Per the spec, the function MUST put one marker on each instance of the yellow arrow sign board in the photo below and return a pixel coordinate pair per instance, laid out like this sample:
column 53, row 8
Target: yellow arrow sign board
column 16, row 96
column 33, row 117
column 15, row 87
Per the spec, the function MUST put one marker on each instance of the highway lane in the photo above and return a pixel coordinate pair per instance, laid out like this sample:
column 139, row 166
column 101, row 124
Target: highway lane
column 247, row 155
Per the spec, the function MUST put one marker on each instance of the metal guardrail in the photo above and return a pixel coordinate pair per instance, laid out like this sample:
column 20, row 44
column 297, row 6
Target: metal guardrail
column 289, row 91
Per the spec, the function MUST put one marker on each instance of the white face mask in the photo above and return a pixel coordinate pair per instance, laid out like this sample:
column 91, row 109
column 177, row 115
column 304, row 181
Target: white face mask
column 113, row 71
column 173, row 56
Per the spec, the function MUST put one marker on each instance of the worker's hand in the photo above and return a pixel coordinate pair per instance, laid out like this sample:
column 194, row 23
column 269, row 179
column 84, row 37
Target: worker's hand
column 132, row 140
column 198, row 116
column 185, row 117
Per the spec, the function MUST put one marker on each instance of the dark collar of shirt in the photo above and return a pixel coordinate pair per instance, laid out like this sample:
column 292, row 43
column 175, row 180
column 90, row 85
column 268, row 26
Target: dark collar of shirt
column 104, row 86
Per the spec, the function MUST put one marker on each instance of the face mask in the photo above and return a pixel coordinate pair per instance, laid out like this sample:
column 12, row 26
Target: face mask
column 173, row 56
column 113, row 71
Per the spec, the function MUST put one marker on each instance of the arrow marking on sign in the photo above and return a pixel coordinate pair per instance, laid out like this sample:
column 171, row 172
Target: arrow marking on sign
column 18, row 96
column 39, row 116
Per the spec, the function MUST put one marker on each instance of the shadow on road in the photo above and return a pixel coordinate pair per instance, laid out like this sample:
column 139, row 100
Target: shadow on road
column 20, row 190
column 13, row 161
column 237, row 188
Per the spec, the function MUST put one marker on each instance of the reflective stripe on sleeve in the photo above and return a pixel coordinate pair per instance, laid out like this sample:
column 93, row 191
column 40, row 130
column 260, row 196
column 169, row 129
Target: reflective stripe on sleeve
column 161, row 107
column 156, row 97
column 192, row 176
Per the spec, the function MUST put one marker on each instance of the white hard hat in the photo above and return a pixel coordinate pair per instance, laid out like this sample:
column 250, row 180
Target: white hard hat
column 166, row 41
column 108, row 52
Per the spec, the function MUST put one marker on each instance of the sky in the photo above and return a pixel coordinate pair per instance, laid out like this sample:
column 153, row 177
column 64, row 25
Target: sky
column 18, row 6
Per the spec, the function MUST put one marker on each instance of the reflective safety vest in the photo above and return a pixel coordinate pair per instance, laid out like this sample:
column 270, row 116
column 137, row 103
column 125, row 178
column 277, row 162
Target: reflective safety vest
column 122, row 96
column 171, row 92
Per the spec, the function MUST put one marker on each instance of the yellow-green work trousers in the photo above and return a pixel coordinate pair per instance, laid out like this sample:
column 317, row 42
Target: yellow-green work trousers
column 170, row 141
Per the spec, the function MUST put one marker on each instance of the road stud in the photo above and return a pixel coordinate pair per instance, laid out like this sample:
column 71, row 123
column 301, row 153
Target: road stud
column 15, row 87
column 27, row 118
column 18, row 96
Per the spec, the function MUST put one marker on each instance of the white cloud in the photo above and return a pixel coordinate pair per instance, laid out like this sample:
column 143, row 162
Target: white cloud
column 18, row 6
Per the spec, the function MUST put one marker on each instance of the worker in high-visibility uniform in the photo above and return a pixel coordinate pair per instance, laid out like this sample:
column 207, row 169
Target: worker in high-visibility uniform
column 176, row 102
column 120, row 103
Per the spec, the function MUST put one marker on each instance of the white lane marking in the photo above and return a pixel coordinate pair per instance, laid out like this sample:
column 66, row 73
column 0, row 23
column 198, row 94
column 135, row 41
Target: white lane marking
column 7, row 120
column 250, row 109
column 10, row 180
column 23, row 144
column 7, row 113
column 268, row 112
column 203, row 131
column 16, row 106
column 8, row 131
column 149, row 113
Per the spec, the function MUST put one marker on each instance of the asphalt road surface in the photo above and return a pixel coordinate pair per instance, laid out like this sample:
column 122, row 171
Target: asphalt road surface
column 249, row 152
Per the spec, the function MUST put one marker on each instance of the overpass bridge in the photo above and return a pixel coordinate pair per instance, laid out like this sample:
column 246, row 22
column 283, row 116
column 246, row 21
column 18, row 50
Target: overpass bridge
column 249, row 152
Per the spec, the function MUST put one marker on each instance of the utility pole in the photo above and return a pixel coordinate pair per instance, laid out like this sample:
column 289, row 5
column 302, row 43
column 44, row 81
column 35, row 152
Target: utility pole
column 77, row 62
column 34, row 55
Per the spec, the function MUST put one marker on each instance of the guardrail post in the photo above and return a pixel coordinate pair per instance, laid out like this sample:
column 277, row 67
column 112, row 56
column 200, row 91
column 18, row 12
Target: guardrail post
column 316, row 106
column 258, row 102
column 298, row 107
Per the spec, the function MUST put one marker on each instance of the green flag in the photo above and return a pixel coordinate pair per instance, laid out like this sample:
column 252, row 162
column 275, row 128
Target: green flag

◆ ◆ ◆

## INSTRUCTIONS TO FOLLOW
Where a line of the records contains the word "flag", copy that line.

## RESULT OF THIS EXERCISE
Per the spec, the function MUST put one marker on each instance of the green flag in the photo above and return a pixel coordinate pair per instance, laid out like this sample:
Target: green flag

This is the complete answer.